STATED GOAL:
Show every line of the data below that contains the word "bowl". Case counts.

DATA TO PROCESS:
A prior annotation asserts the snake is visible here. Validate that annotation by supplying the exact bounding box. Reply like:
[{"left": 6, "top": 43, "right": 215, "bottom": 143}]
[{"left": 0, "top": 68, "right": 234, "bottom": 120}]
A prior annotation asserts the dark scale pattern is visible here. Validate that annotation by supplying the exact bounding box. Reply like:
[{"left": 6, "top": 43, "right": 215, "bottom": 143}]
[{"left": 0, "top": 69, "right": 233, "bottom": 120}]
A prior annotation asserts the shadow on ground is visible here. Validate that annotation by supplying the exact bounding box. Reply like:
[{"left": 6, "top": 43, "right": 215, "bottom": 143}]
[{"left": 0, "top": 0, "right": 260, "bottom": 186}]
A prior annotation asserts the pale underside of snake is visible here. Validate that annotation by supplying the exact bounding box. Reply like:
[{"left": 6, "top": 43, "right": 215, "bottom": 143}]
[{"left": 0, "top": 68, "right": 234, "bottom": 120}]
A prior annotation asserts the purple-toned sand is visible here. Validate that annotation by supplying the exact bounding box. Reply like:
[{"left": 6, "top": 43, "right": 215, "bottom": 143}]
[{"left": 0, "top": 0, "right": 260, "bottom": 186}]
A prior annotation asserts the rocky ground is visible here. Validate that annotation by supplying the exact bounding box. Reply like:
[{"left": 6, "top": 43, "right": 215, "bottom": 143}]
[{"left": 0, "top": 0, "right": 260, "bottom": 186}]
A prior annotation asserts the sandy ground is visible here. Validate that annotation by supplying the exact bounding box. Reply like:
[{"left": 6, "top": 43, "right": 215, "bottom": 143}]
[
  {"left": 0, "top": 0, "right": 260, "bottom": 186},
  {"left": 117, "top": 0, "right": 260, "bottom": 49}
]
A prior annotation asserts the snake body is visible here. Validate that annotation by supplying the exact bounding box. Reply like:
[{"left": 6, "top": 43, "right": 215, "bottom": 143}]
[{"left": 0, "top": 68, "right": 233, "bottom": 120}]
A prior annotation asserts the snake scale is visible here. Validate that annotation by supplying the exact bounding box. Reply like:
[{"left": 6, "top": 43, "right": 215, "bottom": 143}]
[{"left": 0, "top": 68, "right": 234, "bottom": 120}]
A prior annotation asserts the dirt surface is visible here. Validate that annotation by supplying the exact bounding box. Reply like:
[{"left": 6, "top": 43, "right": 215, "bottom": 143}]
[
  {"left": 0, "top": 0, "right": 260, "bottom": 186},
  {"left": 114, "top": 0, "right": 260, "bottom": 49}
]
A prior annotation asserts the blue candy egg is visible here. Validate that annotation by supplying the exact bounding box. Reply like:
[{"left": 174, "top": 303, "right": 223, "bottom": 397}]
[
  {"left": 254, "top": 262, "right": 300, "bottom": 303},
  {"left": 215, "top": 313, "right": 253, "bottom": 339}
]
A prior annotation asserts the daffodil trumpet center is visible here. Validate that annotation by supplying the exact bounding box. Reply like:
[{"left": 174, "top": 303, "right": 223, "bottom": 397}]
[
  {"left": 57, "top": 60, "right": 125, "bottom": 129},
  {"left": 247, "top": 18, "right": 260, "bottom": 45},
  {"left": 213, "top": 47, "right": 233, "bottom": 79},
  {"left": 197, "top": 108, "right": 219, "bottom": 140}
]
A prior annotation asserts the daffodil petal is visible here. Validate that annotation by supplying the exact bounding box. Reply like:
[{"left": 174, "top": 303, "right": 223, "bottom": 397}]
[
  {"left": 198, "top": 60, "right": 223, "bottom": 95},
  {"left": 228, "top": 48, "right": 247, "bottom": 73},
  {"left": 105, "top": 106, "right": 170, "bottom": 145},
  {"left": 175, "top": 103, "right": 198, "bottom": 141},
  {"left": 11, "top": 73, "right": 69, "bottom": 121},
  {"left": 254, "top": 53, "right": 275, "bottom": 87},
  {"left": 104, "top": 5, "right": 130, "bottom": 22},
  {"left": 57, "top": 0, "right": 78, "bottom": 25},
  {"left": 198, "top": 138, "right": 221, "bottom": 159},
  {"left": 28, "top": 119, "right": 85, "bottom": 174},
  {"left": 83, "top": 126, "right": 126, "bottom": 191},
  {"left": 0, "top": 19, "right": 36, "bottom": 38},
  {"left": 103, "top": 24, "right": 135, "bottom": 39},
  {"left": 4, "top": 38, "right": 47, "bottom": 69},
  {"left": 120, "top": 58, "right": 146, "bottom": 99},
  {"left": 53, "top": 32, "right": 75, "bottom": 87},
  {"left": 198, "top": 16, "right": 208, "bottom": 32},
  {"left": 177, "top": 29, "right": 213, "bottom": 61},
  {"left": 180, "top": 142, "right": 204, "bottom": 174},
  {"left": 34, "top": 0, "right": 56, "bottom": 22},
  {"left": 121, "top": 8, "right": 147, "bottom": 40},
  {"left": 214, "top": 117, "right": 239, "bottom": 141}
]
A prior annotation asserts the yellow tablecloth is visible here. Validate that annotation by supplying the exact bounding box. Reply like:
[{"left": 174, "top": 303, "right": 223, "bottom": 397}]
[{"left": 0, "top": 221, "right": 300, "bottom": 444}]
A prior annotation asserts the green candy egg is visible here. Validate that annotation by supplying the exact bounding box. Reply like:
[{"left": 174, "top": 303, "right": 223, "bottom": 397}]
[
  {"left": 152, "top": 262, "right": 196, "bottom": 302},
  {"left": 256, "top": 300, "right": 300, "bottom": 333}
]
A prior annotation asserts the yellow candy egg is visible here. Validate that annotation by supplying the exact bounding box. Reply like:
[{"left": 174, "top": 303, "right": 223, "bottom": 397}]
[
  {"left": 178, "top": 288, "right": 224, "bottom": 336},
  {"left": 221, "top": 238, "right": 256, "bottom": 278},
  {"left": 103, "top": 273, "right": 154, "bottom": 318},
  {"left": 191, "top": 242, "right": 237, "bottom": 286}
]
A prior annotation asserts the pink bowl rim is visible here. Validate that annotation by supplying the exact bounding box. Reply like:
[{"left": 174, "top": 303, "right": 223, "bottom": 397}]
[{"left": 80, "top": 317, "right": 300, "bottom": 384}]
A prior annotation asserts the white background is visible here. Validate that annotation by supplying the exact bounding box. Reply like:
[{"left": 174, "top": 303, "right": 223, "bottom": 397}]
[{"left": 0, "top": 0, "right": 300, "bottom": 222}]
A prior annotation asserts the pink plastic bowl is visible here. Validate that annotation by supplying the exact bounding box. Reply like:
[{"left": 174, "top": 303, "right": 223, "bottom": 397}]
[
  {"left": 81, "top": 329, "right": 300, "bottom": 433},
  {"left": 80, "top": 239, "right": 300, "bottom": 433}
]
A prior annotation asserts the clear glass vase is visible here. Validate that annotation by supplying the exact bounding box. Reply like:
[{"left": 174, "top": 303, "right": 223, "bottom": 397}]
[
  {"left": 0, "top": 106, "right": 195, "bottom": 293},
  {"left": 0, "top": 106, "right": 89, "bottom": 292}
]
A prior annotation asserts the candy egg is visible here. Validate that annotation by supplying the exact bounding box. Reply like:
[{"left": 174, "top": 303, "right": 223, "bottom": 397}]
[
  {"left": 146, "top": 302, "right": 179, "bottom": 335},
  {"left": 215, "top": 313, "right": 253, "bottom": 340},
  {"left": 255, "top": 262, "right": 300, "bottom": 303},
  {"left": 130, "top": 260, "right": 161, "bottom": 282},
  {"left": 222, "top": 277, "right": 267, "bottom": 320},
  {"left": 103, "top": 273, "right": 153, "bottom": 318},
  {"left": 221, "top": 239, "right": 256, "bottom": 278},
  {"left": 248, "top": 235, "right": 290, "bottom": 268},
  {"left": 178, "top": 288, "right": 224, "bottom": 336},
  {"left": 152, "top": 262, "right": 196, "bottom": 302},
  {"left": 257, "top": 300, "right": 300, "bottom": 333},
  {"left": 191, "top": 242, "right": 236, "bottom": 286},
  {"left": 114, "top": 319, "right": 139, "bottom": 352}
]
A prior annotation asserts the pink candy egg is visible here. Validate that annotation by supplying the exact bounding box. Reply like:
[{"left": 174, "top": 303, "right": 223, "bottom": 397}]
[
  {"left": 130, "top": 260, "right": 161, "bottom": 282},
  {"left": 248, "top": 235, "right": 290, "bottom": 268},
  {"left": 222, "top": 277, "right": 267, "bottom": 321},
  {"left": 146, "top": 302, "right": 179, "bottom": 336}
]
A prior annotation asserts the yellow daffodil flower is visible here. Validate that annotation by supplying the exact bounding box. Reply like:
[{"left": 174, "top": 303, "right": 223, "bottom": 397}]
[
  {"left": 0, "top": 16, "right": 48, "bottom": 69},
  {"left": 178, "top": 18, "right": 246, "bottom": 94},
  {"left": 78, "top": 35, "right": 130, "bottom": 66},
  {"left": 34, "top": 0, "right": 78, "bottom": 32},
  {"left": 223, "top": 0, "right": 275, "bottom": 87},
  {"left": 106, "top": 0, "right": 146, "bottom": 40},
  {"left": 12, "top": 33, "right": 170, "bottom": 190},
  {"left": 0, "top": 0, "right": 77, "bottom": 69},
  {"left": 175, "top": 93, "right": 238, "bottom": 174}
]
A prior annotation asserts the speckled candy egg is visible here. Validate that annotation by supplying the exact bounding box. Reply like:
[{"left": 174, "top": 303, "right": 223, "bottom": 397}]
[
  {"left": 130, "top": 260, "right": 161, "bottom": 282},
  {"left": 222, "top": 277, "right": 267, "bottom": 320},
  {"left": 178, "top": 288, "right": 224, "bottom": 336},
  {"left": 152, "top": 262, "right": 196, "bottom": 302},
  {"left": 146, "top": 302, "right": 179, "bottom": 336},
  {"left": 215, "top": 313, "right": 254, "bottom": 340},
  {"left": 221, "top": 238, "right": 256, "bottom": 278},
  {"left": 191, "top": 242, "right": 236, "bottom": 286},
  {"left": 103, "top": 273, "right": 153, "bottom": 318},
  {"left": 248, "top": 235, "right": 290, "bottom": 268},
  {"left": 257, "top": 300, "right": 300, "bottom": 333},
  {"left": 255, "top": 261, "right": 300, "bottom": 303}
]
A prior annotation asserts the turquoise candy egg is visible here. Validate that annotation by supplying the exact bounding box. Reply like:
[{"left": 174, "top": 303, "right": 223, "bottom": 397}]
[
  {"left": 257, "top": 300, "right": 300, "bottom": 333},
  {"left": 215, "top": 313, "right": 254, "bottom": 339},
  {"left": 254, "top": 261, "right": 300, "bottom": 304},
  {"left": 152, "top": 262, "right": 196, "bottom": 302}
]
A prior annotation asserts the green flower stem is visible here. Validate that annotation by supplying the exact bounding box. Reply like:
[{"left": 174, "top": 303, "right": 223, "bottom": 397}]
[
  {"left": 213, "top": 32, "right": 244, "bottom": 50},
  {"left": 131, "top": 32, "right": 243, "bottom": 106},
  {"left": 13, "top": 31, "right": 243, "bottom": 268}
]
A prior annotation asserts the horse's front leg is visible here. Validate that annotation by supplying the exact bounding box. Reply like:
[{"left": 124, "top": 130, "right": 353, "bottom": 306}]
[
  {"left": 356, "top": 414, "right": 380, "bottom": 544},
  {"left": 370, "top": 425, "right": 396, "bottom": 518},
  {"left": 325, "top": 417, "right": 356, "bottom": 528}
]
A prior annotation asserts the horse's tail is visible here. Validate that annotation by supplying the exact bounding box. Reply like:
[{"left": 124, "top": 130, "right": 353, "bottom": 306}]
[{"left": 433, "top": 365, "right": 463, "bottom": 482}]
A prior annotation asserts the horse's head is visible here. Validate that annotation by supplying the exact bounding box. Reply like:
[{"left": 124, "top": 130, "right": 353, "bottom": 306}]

EXERCISE SOLUTION:
A prior annotation asserts the pink bowl rim is visible here. Validate that annotation by supplying the exact bounding box. Reply like:
A prior annotation asserts the pink plastic bowl is visible here. Validate that annotation by supplying the exact bounding box. Reply like:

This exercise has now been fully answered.